** start SOURCE **

Oil and Natural Gas Properties, Wells, Operations and Acreage. The following table summarizes information about our gross and net productive wells as of December 31, 2019.

 

   Gross Producing Wells   Net Producing Wells   Average Working Interest 
   Oil   Gas   Total   Oil   Gas   Total   Oil   Gas   Total 
                                     
North Dakota   91    -    91    3.75    -    3.75    3.75%   -%   3.75%
Texas   35    -    35    8.83    -    8.83    25.23%   -%   25.23%
                                              
Total   126    -    126    12.58    -    12.58    9.98%   -%   9.98%

 

Wells are classified as oil or natural gas wells according to the predominant production stream.

 

Acreage. The following table summarizes our estimated developed and undeveloped leasehold acreage as of December 31, 2019.

** end SOURCE **
** start EXTRACTED ENTRIES **

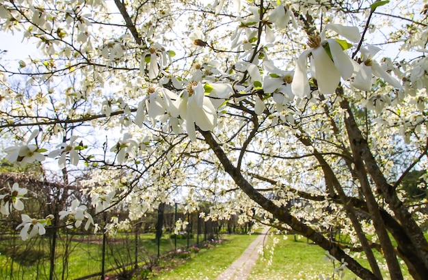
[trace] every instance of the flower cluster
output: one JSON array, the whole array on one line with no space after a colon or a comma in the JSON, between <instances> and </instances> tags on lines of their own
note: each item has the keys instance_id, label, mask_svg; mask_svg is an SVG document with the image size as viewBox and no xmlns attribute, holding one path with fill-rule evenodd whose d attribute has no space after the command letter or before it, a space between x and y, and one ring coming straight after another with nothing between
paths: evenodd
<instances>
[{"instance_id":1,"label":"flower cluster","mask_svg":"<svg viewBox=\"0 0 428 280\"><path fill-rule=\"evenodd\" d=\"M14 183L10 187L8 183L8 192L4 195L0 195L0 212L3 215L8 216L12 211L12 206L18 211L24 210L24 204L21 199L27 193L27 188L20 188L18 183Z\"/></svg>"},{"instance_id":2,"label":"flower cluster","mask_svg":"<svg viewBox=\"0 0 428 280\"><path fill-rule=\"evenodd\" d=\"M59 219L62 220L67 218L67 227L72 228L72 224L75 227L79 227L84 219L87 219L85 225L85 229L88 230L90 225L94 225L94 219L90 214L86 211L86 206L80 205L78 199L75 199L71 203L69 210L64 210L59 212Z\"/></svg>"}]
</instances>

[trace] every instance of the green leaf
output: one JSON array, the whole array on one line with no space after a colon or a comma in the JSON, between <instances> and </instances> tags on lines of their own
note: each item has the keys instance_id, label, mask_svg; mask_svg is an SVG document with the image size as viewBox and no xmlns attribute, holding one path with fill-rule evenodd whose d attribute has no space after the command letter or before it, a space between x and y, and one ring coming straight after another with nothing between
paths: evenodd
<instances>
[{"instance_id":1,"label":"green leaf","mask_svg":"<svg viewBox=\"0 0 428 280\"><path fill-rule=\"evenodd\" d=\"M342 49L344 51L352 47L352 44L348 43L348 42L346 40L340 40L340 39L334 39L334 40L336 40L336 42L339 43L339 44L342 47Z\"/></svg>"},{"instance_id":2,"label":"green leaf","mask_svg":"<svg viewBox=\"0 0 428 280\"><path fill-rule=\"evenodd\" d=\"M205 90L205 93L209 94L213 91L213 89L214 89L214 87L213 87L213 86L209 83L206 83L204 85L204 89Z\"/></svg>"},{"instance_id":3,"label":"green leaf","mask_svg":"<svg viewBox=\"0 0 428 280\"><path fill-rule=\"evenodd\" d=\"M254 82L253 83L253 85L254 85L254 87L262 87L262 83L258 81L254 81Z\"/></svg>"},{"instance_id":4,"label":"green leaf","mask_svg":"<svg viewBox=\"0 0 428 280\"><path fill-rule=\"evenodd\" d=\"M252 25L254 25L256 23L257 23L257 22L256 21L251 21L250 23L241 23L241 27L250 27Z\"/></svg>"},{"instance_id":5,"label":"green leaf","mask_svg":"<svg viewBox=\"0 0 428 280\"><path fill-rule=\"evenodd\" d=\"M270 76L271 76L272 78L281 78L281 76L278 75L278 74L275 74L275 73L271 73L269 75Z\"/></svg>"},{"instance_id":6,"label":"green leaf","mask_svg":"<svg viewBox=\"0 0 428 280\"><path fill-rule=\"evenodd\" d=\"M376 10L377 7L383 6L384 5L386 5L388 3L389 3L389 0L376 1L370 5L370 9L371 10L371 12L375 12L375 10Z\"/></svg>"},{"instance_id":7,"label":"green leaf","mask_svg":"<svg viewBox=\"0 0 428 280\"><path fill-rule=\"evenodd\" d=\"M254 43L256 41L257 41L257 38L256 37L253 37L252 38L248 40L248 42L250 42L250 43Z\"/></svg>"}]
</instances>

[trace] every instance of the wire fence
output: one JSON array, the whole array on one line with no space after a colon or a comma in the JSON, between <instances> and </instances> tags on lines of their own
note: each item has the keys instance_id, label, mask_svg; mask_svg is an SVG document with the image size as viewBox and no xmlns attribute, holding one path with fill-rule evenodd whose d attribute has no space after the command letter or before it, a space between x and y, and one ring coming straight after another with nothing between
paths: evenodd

** end EXTRACTED ENTRIES **

--- WHAT YOU WILL DO ---
Reproduce the part of the oil and gas wells text from "Wells are classified" down to "acreage as of December 31, 2019.". The items come from a different source than the text.

--- WRITTEN SOLUTION ---
Wells are classified as oil or natural gas wells according to the predominant production stream.

 

Acreage. The following table summarizes our estimated developed and undeveloped leasehold acreage as of December 31, 2019.